• [Problem requirements]:
All lines at and after the one containing "Indicate the bracelet", up to the end of the listing below, are to be printed exactly, with the pictures omitted.
* * * *
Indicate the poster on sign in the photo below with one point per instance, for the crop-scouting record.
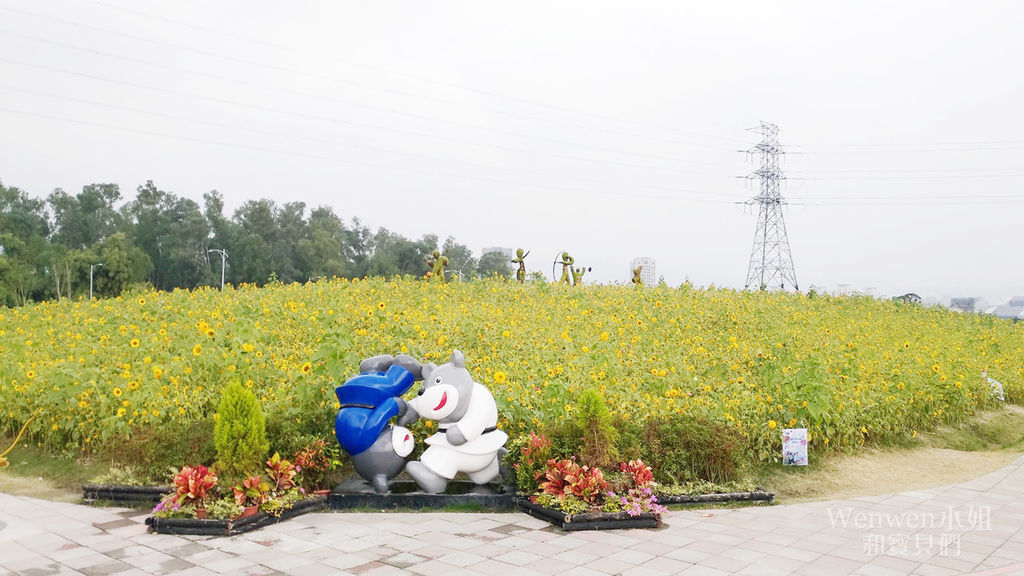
(795, 447)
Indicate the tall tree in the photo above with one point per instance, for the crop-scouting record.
(24, 228)
(460, 258)
(173, 234)
(257, 232)
(494, 263)
(322, 250)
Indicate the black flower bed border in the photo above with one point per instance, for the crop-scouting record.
(122, 494)
(195, 527)
(589, 521)
(755, 496)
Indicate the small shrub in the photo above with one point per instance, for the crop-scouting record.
(684, 449)
(154, 450)
(598, 433)
(528, 456)
(240, 435)
(223, 508)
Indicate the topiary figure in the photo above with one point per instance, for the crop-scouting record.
(240, 434)
(598, 434)
(520, 274)
(566, 262)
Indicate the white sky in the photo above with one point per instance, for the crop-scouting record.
(608, 129)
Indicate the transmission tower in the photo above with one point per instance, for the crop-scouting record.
(771, 262)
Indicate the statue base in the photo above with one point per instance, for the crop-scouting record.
(357, 494)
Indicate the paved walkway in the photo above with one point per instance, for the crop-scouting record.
(975, 528)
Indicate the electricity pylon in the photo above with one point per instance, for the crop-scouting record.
(771, 262)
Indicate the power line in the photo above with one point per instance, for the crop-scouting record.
(337, 120)
(335, 59)
(336, 142)
(771, 261)
(300, 73)
(337, 100)
(909, 177)
(348, 161)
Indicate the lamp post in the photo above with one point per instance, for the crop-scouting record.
(91, 269)
(223, 258)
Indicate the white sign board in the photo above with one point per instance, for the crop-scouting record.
(795, 447)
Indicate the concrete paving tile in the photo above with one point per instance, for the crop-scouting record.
(632, 556)
(834, 566)
(433, 568)
(666, 565)
(196, 571)
(544, 566)
(577, 557)
(688, 554)
(697, 570)
(926, 570)
(518, 558)
(584, 571)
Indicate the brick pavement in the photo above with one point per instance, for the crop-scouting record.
(972, 528)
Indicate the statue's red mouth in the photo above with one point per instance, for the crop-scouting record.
(442, 402)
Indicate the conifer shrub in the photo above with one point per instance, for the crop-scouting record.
(598, 436)
(240, 435)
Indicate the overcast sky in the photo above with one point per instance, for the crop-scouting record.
(608, 129)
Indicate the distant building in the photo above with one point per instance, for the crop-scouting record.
(501, 250)
(1013, 310)
(646, 273)
(964, 303)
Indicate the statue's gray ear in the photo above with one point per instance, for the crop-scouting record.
(428, 369)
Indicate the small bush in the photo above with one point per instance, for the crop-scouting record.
(682, 449)
(153, 451)
(598, 434)
(240, 435)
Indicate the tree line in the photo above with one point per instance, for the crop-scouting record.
(47, 247)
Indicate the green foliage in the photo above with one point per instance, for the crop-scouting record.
(223, 508)
(682, 449)
(240, 435)
(154, 450)
(597, 430)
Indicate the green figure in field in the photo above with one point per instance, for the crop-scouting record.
(440, 262)
(578, 275)
(520, 274)
(431, 263)
(437, 263)
(567, 261)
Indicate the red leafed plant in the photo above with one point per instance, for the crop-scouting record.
(192, 485)
(589, 485)
(312, 464)
(282, 474)
(252, 492)
(565, 478)
(639, 471)
(558, 478)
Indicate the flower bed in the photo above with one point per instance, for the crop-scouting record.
(124, 494)
(590, 521)
(755, 496)
(228, 527)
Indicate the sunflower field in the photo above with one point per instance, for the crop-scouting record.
(853, 370)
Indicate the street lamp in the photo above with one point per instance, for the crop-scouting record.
(223, 257)
(91, 269)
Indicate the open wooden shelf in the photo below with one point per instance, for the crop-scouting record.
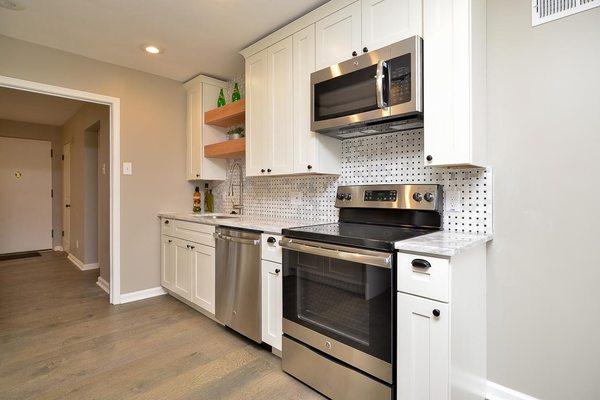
(228, 115)
(234, 148)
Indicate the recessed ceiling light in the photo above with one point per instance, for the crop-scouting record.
(13, 5)
(148, 48)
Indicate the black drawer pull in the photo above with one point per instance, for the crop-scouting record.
(420, 263)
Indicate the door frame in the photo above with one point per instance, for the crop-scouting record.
(114, 104)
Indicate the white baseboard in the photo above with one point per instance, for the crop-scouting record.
(499, 392)
(103, 284)
(79, 264)
(142, 294)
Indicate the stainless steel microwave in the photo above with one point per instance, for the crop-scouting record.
(378, 92)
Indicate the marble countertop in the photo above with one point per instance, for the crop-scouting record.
(252, 222)
(443, 243)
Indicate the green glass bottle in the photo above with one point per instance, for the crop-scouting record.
(235, 96)
(221, 100)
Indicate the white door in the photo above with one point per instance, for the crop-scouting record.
(167, 262)
(25, 195)
(259, 153)
(388, 21)
(182, 283)
(272, 308)
(203, 276)
(338, 35)
(423, 349)
(281, 108)
(66, 204)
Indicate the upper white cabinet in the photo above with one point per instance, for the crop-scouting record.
(202, 93)
(312, 152)
(338, 35)
(454, 82)
(387, 21)
(259, 144)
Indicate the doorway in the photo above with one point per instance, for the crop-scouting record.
(25, 195)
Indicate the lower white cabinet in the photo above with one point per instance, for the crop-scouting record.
(423, 348)
(188, 268)
(203, 276)
(272, 311)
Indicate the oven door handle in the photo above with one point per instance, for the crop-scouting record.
(369, 257)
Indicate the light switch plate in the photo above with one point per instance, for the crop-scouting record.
(452, 201)
(127, 168)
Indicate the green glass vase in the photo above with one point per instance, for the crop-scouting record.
(235, 96)
(221, 99)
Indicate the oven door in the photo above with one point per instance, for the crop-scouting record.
(339, 300)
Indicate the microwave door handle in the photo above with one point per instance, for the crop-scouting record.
(379, 77)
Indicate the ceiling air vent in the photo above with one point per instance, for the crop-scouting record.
(548, 10)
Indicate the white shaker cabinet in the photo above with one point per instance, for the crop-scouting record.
(388, 21)
(338, 35)
(202, 93)
(423, 348)
(454, 82)
(313, 152)
(259, 146)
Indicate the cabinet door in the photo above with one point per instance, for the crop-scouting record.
(272, 311)
(388, 21)
(259, 146)
(423, 349)
(280, 115)
(167, 262)
(338, 35)
(182, 283)
(203, 276)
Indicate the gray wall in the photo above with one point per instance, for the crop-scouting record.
(544, 147)
(26, 130)
(152, 137)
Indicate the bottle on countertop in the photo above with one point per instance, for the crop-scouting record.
(209, 203)
(197, 200)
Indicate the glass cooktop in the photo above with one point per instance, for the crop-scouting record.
(377, 237)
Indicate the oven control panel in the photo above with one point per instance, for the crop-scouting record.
(410, 197)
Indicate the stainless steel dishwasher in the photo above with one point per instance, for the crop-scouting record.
(238, 279)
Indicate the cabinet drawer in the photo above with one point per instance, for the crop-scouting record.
(166, 226)
(270, 248)
(194, 232)
(424, 276)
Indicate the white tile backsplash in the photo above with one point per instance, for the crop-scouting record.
(390, 158)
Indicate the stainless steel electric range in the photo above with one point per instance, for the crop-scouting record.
(338, 289)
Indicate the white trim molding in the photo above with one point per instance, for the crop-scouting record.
(79, 264)
(499, 392)
(114, 104)
(103, 284)
(142, 294)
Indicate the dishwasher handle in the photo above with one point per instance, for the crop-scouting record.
(253, 242)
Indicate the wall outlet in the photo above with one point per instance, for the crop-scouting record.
(452, 201)
(296, 198)
(127, 168)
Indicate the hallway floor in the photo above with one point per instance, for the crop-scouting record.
(61, 339)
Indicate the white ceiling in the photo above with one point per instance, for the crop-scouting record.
(19, 105)
(199, 36)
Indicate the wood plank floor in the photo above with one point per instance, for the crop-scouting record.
(61, 339)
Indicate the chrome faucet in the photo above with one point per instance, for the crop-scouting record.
(240, 205)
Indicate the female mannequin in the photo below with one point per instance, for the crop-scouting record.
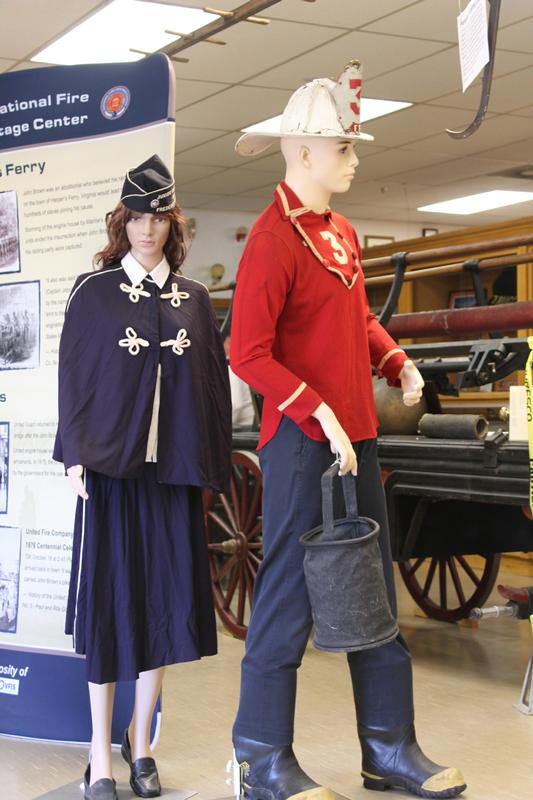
(144, 423)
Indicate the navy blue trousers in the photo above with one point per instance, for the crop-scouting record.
(281, 621)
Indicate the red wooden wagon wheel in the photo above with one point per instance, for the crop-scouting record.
(234, 527)
(447, 587)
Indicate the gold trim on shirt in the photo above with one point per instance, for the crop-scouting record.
(387, 356)
(293, 397)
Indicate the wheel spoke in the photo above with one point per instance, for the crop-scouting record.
(229, 512)
(255, 530)
(442, 583)
(418, 563)
(456, 581)
(468, 569)
(242, 596)
(231, 588)
(243, 502)
(235, 503)
(429, 577)
(254, 506)
(222, 524)
(226, 568)
(249, 576)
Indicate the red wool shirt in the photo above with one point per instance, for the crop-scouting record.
(302, 332)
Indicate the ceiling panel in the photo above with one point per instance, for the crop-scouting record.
(515, 11)
(519, 151)
(229, 181)
(218, 153)
(5, 64)
(518, 36)
(508, 93)
(193, 200)
(251, 49)
(524, 112)
(27, 25)
(428, 19)
(415, 123)
(188, 92)
(493, 132)
(234, 108)
(395, 160)
(439, 75)
(191, 137)
(334, 12)
(408, 49)
(376, 56)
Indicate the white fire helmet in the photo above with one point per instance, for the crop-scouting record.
(320, 108)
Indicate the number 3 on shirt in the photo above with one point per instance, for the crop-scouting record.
(339, 253)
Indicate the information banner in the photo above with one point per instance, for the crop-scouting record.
(67, 137)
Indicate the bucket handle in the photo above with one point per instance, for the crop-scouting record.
(350, 499)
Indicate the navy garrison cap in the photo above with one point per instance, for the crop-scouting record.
(149, 188)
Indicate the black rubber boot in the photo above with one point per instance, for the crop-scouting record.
(383, 691)
(392, 759)
(268, 772)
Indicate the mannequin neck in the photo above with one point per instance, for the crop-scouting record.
(312, 194)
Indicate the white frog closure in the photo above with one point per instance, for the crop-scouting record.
(175, 296)
(179, 343)
(134, 292)
(133, 342)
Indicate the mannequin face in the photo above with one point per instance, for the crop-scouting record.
(330, 163)
(147, 235)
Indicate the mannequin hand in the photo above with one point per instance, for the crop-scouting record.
(75, 474)
(412, 383)
(338, 440)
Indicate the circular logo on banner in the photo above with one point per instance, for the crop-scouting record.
(115, 102)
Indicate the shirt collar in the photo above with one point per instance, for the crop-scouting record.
(136, 272)
(290, 205)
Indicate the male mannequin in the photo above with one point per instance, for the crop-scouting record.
(304, 338)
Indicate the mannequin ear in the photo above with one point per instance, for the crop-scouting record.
(304, 156)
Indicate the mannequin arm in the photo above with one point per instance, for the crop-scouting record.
(339, 442)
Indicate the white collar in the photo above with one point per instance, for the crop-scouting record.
(137, 273)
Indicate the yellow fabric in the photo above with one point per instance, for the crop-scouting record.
(528, 381)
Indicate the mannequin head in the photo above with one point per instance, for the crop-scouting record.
(318, 166)
(128, 229)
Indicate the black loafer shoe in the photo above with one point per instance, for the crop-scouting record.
(268, 772)
(104, 789)
(144, 779)
(392, 759)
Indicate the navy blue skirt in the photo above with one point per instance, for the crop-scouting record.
(141, 597)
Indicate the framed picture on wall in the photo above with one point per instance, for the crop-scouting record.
(20, 325)
(462, 299)
(376, 241)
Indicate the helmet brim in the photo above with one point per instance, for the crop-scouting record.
(252, 144)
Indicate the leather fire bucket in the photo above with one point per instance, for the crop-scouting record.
(344, 576)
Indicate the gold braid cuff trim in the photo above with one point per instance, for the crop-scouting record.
(293, 396)
(387, 356)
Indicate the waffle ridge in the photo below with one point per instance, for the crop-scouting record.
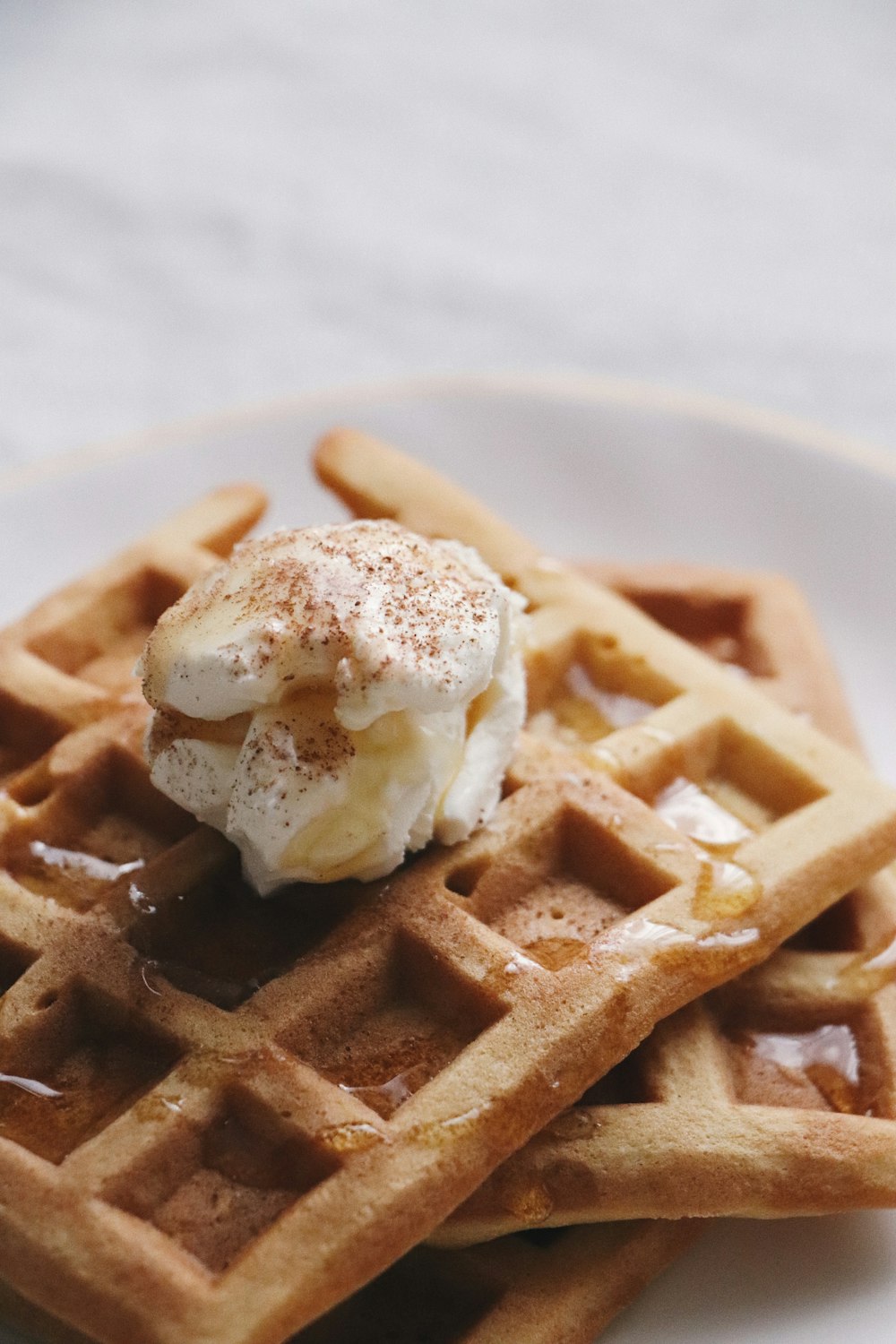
(254, 1105)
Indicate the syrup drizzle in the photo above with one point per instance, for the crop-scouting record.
(386, 1097)
(828, 1056)
(868, 973)
(80, 862)
(31, 1086)
(726, 890)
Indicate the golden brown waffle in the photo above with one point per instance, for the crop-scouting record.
(261, 1109)
(775, 1094)
(538, 1288)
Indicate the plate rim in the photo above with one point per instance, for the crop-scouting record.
(597, 389)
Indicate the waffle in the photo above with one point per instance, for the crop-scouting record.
(263, 1107)
(541, 1288)
(775, 1094)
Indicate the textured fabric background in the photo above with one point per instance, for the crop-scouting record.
(210, 202)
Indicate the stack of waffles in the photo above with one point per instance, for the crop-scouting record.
(548, 1050)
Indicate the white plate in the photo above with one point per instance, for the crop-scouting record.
(587, 468)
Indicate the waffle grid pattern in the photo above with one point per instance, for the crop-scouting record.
(218, 1113)
(775, 1094)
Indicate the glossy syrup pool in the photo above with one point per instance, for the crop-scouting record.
(583, 711)
(556, 900)
(724, 887)
(90, 832)
(818, 1067)
(222, 943)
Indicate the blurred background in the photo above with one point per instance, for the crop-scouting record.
(207, 203)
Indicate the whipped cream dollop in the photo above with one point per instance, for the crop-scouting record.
(336, 696)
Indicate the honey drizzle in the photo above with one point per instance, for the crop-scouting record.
(726, 890)
(828, 1056)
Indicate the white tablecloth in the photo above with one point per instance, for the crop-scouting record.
(210, 202)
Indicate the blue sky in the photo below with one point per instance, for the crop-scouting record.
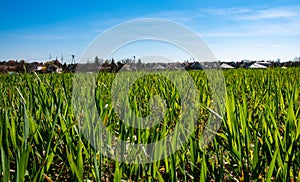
(234, 30)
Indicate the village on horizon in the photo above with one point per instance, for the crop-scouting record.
(55, 66)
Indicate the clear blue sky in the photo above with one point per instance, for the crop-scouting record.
(234, 30)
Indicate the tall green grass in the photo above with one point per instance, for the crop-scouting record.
(258, 139)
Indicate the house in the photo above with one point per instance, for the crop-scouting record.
(226, 66)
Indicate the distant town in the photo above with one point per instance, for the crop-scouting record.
(55, 66)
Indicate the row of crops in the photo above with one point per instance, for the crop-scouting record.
(41, 136)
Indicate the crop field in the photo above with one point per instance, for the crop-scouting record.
(41, 136)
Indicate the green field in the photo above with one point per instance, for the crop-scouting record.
(257, 141)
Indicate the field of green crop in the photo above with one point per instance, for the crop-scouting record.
(257, 141)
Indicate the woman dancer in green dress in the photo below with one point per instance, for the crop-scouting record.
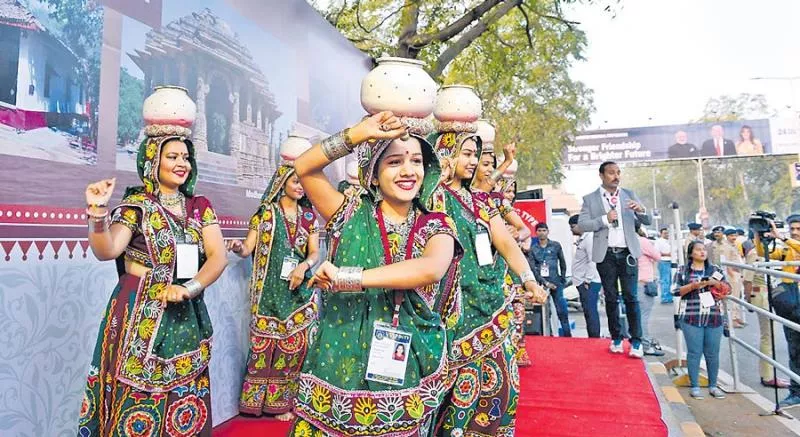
(353, 382)
(489, 178)
(484, 398)
(284, 241)
(149, 372)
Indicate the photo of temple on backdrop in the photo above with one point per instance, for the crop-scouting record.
(49, 80)
(245, 97)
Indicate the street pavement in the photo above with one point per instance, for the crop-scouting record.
(739, 411)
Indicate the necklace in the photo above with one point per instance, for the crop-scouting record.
(466, 196)
(174, 203)
(402, 230)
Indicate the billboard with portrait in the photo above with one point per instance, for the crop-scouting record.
(680, 141)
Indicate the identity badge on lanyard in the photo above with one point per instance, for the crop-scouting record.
(483, 247)
(288, 266)
(706, 300)
(544, 270)
(388, 354)
(187, 258)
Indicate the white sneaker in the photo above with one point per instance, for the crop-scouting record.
(636, 351)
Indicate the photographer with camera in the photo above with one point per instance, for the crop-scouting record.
(785, 299)
(701, 286)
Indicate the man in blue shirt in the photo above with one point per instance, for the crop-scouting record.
(546, 259)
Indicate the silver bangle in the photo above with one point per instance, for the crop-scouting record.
(526, 276)
(336, 146)
(348, 279)
(99, 225)
(194, 286)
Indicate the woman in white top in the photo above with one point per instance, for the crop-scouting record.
(748, 145)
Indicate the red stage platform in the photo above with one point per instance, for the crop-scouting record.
(574, 388)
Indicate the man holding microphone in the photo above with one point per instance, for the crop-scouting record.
(611, 212)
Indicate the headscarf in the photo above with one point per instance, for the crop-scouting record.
(276, 184)
(448, 147)
(148, 162)
(370, 153)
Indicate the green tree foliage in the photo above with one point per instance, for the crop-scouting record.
(131, 98)
(732, 108)
(517, 54)
(734, 187)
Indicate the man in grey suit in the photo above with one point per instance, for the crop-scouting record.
(611, 213)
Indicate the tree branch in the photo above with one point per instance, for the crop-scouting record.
(471, 35)
(459, 25)
(381, 23)
(358, 16)
(501, 40)
(527, 25)
(409, 21)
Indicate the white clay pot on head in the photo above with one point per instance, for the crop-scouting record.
(169, 105)
(458, 103)
(399, 85)
(511, 170)
(293, 147)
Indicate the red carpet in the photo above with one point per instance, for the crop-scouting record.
(574, 388)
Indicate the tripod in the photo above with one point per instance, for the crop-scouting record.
(777, 411)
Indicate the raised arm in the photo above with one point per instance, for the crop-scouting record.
(216, 261)
(308, 166)
(515, 220)
(107, 242)
(245, 247)
(643, 214)
(428, 269)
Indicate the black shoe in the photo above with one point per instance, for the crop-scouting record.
(651, 351)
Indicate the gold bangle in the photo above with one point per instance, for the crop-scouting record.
(347, 139)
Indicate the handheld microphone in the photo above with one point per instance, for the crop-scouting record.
(614, 223)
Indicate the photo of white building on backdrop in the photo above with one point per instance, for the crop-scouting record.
(45, 109)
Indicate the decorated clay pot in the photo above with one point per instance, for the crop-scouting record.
(458, 103)
(293, 147)
(399, 85)
(169, 105)
(485, 131)
(511, 170)
(352, 173)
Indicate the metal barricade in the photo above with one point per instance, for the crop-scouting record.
(733, 341)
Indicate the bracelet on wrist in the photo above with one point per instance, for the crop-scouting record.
(348, 279)
(527, 276)
(92, 214)
(194, 287)
(337, 145)
(99, 225)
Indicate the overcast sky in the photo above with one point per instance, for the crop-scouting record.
(658, 62)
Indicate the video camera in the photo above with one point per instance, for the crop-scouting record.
(759, 224)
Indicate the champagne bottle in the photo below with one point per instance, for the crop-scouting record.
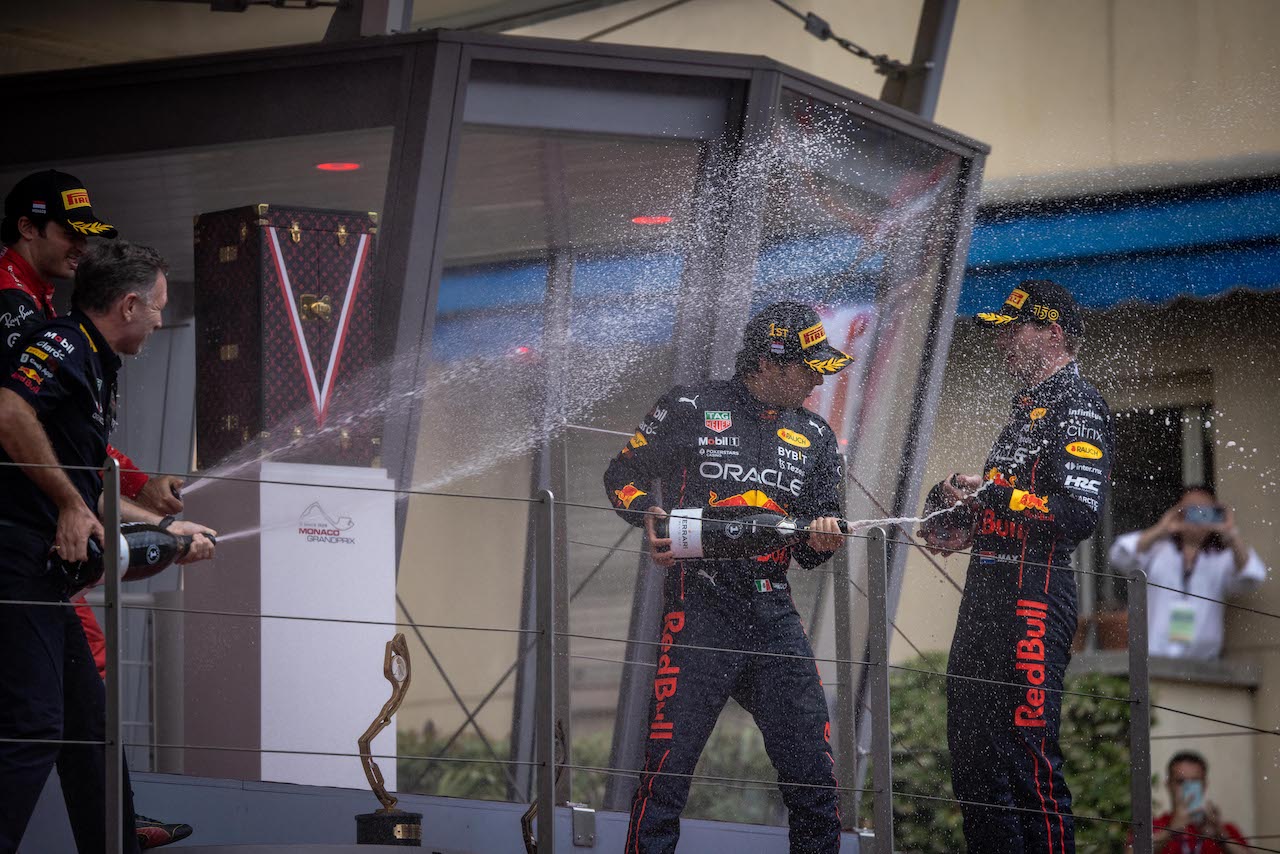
* * * *
• [Output for this task]:
Indicate the bracelet on wrist in the photo above with one point per instance, for the crop-scouting record.
(348, 279)
(527, 276)
(92, 214)
(194, 287)
(337, 145)
(99, 225)
Indicate the overcast sky in the photo above with one point per instance, for the crop-scouting record.
(658, 62)
Indicate the video camera in the photo above with one point per instance, for the crop-scouting record.
(759, 224)
Indicate the champagne bottle in the photo below with one point per instance, for the crop-scouting record.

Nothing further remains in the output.